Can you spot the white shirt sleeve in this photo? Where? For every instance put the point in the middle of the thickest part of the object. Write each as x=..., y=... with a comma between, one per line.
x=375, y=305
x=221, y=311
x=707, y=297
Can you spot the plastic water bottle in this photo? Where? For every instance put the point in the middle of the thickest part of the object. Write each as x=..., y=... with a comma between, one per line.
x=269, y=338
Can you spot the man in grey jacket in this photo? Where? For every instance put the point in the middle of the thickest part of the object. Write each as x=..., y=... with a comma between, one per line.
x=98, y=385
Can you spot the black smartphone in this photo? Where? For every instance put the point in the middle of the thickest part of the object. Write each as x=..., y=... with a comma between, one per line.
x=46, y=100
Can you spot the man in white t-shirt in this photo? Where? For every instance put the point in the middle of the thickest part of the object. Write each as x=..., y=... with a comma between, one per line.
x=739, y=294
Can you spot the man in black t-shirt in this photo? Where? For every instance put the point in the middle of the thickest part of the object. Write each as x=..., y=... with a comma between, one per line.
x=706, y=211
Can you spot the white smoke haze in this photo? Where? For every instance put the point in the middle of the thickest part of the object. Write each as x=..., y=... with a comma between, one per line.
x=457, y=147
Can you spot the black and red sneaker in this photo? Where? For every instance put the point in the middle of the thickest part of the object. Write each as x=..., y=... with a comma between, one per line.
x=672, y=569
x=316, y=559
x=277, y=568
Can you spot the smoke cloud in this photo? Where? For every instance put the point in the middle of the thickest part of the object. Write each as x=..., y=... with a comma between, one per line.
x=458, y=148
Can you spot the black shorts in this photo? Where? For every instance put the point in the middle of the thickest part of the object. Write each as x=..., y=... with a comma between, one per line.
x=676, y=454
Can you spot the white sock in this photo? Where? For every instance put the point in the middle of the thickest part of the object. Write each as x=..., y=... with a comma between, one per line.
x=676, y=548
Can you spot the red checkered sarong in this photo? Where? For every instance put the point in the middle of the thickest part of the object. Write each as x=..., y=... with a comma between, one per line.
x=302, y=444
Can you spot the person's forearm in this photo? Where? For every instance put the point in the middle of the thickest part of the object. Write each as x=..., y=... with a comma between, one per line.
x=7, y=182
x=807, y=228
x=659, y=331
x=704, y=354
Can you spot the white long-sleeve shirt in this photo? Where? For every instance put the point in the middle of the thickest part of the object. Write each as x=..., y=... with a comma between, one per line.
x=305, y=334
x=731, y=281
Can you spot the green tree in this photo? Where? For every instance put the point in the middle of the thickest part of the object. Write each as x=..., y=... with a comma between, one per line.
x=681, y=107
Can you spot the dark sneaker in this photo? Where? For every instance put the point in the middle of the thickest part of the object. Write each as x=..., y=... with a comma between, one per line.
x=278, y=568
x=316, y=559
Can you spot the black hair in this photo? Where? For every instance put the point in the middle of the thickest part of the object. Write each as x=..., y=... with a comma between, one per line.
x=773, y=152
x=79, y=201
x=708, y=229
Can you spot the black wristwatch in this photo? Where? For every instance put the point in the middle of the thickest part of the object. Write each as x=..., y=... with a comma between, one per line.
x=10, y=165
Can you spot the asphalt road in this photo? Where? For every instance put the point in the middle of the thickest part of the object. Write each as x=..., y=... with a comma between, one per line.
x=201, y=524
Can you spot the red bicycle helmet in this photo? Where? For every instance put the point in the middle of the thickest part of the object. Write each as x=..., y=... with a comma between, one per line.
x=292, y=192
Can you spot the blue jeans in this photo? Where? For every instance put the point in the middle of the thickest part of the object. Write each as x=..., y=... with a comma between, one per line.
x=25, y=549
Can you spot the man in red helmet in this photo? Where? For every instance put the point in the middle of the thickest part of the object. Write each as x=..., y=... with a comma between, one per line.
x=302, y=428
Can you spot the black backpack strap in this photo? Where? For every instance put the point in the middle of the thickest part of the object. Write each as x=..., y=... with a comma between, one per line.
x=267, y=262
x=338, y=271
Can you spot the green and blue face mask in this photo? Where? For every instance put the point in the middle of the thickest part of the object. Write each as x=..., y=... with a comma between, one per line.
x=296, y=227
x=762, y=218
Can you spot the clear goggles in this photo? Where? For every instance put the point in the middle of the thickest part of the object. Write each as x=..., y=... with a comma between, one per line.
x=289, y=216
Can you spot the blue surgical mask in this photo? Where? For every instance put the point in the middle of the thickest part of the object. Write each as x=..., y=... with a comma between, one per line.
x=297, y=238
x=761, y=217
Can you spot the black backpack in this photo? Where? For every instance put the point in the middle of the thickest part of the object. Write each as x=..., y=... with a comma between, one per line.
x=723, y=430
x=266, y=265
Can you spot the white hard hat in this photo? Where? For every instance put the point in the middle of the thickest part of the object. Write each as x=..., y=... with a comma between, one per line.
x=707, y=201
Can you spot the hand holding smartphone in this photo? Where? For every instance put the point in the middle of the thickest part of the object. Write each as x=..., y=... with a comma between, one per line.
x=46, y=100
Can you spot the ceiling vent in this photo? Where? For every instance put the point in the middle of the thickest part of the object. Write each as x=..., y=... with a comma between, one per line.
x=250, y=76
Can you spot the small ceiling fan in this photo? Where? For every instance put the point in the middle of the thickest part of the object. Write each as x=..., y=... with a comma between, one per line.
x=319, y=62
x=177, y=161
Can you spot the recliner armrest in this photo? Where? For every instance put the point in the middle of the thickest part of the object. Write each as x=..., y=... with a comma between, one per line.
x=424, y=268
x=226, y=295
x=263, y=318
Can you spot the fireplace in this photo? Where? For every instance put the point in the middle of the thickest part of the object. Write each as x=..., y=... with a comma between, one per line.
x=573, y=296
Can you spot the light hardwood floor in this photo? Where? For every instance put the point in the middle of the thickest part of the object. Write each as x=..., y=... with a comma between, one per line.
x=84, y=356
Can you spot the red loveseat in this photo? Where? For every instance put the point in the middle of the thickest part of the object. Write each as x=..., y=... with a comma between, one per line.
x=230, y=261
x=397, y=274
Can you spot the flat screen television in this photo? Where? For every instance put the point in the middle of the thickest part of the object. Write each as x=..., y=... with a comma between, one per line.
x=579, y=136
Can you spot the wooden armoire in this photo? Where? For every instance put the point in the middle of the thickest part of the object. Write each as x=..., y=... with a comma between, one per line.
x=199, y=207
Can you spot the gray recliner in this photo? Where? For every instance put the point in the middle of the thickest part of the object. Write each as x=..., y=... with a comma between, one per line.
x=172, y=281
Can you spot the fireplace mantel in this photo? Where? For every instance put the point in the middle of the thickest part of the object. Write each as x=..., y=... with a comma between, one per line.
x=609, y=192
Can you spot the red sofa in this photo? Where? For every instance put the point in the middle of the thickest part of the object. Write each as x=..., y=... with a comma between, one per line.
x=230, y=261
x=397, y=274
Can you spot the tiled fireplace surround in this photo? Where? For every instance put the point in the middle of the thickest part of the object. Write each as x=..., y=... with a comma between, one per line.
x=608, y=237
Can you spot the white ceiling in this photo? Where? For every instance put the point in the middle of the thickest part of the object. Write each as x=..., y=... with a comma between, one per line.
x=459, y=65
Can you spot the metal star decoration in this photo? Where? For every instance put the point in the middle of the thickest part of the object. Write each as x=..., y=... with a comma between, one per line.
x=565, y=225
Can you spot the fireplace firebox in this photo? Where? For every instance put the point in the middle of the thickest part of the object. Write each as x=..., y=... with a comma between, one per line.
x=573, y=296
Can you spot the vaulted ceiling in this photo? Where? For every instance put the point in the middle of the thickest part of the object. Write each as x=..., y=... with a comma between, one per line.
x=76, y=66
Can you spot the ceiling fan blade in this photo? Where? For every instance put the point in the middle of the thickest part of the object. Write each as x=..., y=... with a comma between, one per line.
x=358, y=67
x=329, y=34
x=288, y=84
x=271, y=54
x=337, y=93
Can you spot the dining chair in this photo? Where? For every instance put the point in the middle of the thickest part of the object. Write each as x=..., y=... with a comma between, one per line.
※ ※ ※
Problem to solve — Rescale the stretch from the start of the listing through the line containing "x=98, y=385", and give only those lines again, requests included. Multiply each x and y coordinate in the answers by 0.3 and round to the nearest whole number, with halves rounded up.

Finished exercise —
Can you spot the white shirt sleeve in this photo? Where? For every instance put the point in the middle of the thickest part of the object. Write each as x=..., y=... with a comma between, one per line.
x=113, y=92
x=66, y=93
x=212, y=89
Can you spot the plastic water bottle in this photo? Where? For every instance put the point in the middle of the thickest part of the object. Write each as x=..., y=... with a comma between, one per line.
x=81, y=101
Can you spot the man in grey jacket in this photo? Where? For every instance put the point in the middle of the thickest part of the object. Write each as x=..., y=... with a comma between, one per line.
x=29, y=116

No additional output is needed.